(What is asked)
Extract the lines of the entries below verbatim, starting with the line that contains "Where can you find the utility" and continuing through the line that contains "Where can you find the window?", both included, and nothing else.

(Supplied data)

● ● ●

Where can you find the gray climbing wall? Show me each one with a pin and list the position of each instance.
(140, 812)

● ● ●

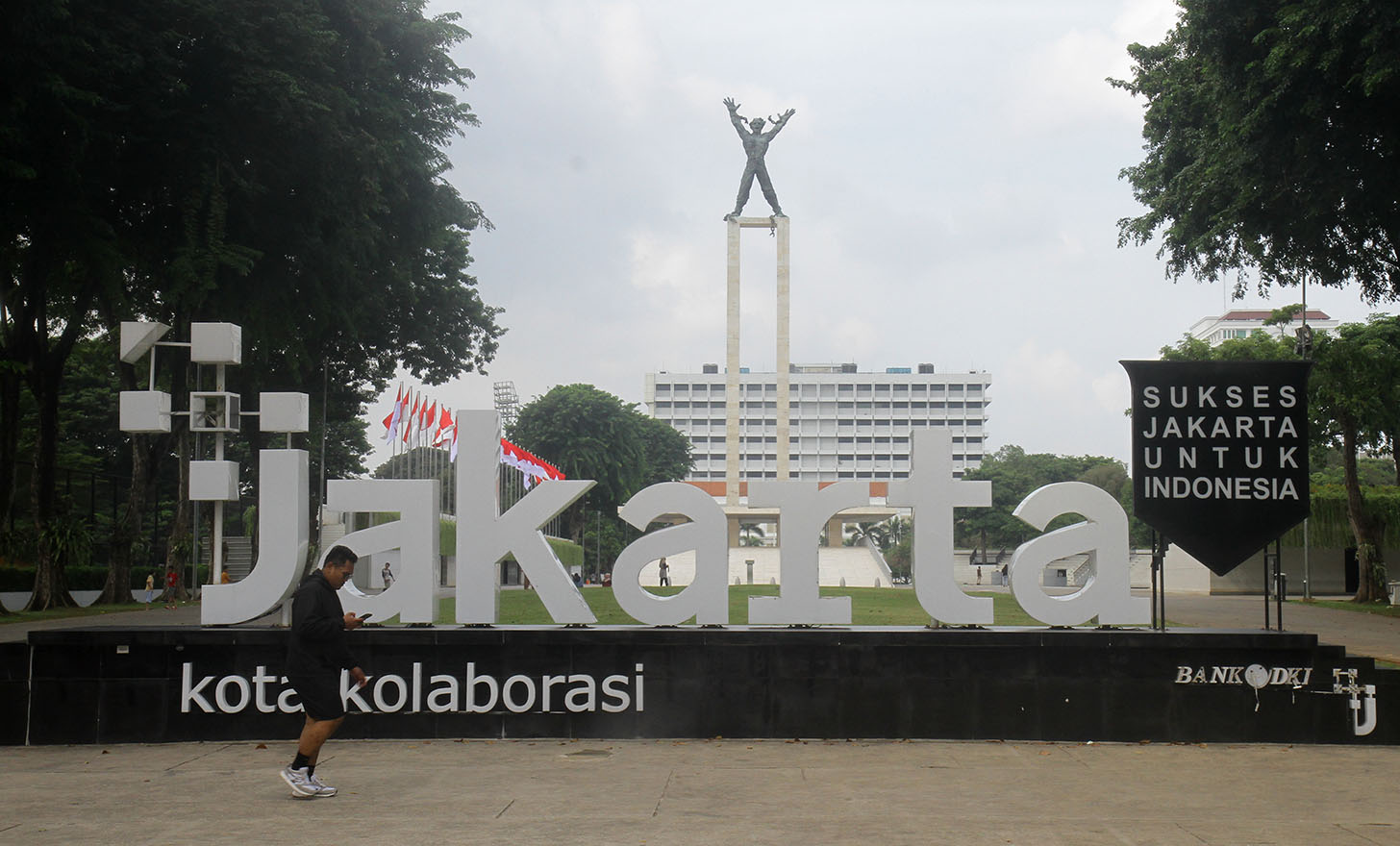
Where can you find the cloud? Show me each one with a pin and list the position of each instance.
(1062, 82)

● ● ●

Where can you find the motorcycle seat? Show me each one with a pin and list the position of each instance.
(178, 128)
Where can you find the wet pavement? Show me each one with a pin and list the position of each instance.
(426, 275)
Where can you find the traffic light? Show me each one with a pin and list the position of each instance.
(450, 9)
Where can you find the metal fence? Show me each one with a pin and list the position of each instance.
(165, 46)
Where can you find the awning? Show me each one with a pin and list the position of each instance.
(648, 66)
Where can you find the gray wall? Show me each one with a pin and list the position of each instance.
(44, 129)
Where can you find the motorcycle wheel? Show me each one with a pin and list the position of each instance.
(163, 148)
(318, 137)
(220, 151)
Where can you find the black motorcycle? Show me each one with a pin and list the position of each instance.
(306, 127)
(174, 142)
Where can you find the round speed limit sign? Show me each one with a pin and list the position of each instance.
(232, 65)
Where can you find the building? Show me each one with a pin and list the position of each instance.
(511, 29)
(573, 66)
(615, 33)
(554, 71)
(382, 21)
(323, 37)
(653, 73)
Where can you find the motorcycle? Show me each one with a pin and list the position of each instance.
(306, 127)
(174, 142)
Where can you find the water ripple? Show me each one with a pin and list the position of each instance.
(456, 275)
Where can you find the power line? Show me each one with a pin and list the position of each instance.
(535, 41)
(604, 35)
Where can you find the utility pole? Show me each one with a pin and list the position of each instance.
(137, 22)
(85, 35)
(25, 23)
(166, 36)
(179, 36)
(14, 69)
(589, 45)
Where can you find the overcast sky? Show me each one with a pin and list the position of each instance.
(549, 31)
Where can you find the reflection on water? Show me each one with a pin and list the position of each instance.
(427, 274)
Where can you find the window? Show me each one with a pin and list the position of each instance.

● ● ●

(Right answer)
Where can you find the utility pole? Show me each one with a pin and list the position of each instance.
(137, 22)
(85, 35)
(25, 23)
(166, 36)
(179, 36)
(14, 69)
(589, 45)
Where can you find the overcast sky? Show me each one with a pin and list the position of each instance.
(549, 31)
Where can you find the reflection on water? Show me each one with a pin and list the position of each instance.
(427, 274)
Where can you find the window? Show me each one with a pin and list the position of each instance.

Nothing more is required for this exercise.